## START Supplied text

Man of the Year 2012

'Naxalism is a political movement, not a police problem'

saini Dharampal Saini | Amey Mansabdar
  • Eminent Gandhian Nirmala Deshpande once asked me to take the lead in making the Naxals surrender, like the Chambal dacoits. I told her that this was an ideological issue and not a law and order problem like Chambal — Dharampal Saini

Interview with Dharampal Saini, who set up the Mata Rukmini Ashram dedicated to girls' education in Bastar, Chhattisgarh. He was THE WEEK Man of Year 2012.

How has Bastar changed in the last four decades?

There was a time when women in Bastar opened their sari pallu for the shopkeepers to pick currency notes for the grocery they bought. Now, women are running shops and dictating terms. Earlier, the adivasis used to give away several kilograms of precious forest produce, sometimes for just a kilogram of salt. Such practices have almost ended. Bastar has come a long way. Earlier, there were hardly any government employees who wanted to come here and the posts were always vacant. Those posts are now filled by the natives of Bastar, because of education.

What do you regret most in your life?

I have enforced honesty in the ashrams to the extent of cynicism, and because of my obstinacy and strict attitude towards financial matters, I have lost many good friends and workers. I should have limited that attitude to my personal life. My policy of zero tolerance on financial issues have often caused discontent among my staff.

Why are the ashram students unable to secure top government jobs?

Our focus was always on creating a ‘good individual’ with basic education. I could not persuade parents to send their children for higher education. Moreover, we were trapped by the quantity theory in the beginning, as nobody was educated. But now we are focussing on quality. Several of our students are taking coaching classes for professional exams. A son of one of our teachers has made it to the IIT this year.

## END Supplied text

Aim A —
Arrange the records as a numbered list, running from the start of the records through the line that contains "<point>574,24</point>", both ends included and blank lines left out.

## START Data for the task

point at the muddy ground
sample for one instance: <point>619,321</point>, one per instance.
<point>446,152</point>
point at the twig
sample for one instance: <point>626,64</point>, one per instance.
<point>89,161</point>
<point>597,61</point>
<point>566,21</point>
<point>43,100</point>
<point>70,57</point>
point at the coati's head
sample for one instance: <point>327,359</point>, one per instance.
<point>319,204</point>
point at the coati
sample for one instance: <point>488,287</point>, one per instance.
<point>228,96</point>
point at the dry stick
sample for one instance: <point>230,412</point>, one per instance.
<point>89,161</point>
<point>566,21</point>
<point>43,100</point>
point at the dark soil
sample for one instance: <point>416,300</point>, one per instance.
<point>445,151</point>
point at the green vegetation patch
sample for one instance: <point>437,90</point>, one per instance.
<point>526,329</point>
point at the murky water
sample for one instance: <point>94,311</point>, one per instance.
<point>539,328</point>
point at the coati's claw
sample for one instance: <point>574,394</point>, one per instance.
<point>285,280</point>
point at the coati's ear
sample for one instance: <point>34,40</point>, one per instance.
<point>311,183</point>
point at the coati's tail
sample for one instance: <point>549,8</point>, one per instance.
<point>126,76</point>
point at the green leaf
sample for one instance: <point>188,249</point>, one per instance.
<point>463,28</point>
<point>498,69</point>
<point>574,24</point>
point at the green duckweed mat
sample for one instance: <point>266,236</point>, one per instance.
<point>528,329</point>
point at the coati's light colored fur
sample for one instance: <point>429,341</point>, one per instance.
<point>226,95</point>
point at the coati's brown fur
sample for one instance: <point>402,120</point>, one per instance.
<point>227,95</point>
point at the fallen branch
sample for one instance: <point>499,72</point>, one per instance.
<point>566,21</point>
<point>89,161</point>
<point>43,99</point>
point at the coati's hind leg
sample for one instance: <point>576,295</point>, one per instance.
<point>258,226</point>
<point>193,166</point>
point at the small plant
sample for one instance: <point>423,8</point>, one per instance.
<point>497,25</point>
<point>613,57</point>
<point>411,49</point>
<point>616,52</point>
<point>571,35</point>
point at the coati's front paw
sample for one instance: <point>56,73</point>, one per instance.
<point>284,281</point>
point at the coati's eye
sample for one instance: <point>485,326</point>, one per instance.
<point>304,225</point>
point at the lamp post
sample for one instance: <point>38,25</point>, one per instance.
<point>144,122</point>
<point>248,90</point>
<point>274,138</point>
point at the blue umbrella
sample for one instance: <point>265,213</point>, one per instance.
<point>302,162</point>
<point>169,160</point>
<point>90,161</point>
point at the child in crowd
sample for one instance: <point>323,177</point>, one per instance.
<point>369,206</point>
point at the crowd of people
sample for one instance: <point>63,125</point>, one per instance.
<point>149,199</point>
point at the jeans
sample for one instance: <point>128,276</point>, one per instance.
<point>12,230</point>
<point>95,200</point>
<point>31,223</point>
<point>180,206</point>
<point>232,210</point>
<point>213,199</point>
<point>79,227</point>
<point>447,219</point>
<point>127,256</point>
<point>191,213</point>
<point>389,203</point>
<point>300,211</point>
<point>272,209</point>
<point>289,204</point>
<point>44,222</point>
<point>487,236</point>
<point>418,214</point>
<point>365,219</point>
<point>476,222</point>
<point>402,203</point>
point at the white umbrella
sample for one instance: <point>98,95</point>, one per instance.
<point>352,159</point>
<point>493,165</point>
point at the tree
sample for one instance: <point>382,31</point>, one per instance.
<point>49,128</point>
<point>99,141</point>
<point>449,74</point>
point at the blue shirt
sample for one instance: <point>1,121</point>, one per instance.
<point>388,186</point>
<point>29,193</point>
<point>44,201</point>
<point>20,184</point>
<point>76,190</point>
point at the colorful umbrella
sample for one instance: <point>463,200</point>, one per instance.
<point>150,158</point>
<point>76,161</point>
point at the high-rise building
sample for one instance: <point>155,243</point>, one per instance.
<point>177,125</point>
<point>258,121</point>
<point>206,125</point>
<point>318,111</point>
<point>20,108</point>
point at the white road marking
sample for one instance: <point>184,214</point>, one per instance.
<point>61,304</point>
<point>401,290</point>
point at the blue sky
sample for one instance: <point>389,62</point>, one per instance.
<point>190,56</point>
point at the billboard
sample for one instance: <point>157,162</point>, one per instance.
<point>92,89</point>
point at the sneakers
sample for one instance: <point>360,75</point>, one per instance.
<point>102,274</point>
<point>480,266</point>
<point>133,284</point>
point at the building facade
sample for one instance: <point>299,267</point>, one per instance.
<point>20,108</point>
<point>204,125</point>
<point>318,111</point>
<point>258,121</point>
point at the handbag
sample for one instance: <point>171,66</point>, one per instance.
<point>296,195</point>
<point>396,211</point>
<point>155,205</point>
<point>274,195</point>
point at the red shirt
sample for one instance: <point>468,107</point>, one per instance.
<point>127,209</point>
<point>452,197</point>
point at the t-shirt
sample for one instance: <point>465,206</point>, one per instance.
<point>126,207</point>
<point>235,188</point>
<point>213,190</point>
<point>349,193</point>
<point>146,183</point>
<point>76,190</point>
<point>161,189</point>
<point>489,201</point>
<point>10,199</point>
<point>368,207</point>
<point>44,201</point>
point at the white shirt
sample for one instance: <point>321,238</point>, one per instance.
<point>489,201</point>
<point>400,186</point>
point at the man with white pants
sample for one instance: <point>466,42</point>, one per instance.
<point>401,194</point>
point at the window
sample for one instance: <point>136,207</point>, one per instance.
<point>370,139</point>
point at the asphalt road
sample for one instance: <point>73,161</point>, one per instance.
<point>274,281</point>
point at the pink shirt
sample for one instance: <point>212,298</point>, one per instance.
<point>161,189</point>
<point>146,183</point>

## END Data for the task

Aim B —
Check each statement against the interview with Dharampal Saini and answer yes or no, quoting the words of the interview that decide it: (i) Saini says the ashram's focus was always on creating a good individual with basic education. (ii) Saini says he persuaded parents to send their children for higher education. (iii) Government posts in Bastar are still mostly vacant.

Final answer A —
1. point at the muddy ground
2. sample for one instance: <point>619,321</point>, one per instance.
3. <point>446,152</point>
4. point at the twig
5. sample for one instance: <point>626,64</point>, one per instance.
6. <point>89,161</point>
7. <point>597,61</point>
8. <point>566,21</point>
9. <point>43,100</point>
10. <point>70,57</point>
11. point at the coati's head
12. sample for one instance: <point>327,359</point>, one per instance.
13. <point>319,204</point>
14. point at the coati
15. sample for one instance: <point>488,287</point>, one per instance.
16. <point>228,96</point>
17. point at the dry stick
18. sample for one instance: <point>230,412</point>, one per instance.
19. <point>89,161</point>
20. <point>566,21</point>
21. <point>43,100</point>
22. point at the dark soil
23. sample for one instance: <point>416,300</point>, one per instance.
24. <point>445,151</point>
25. point at the green vegetation patch
26. sample for one instance: <point>437,90</point>, one per instance.
27. <point>526,329</point>
28. point at the murky water
29. sample for one instance: <point>94,311</point>, one per instance.
30. <point>539,328</point>
31. point at the coati's claw
32. sample for one instance: <point>574,394</point>, one per instance.
33. <point>285,280</point>
34. point at the coati's ear
35. sample for one instance: <point>34,40</point>, one per instance.
36. <point>311,183</point>
37. point at the coati's tail
38. sample for one instance: <point>549,8</point>, one per instance.
39. <point>126,76</point>
40. point at the green leaf
41. sample for one instance: <point>188,249</point>, one per instance.
42. <point>463,28</point>
43. <point>498,69</point>
44. <point>574,24</point>

Final answer B —
(i) Yes: "Our focus was always on creating a ‘good individual’ with basic education."
(ii) No: "I could not persuade parents to send their children for higher education."
(iii) No: "Those posts are now filled by the natives of Bastar, because of education."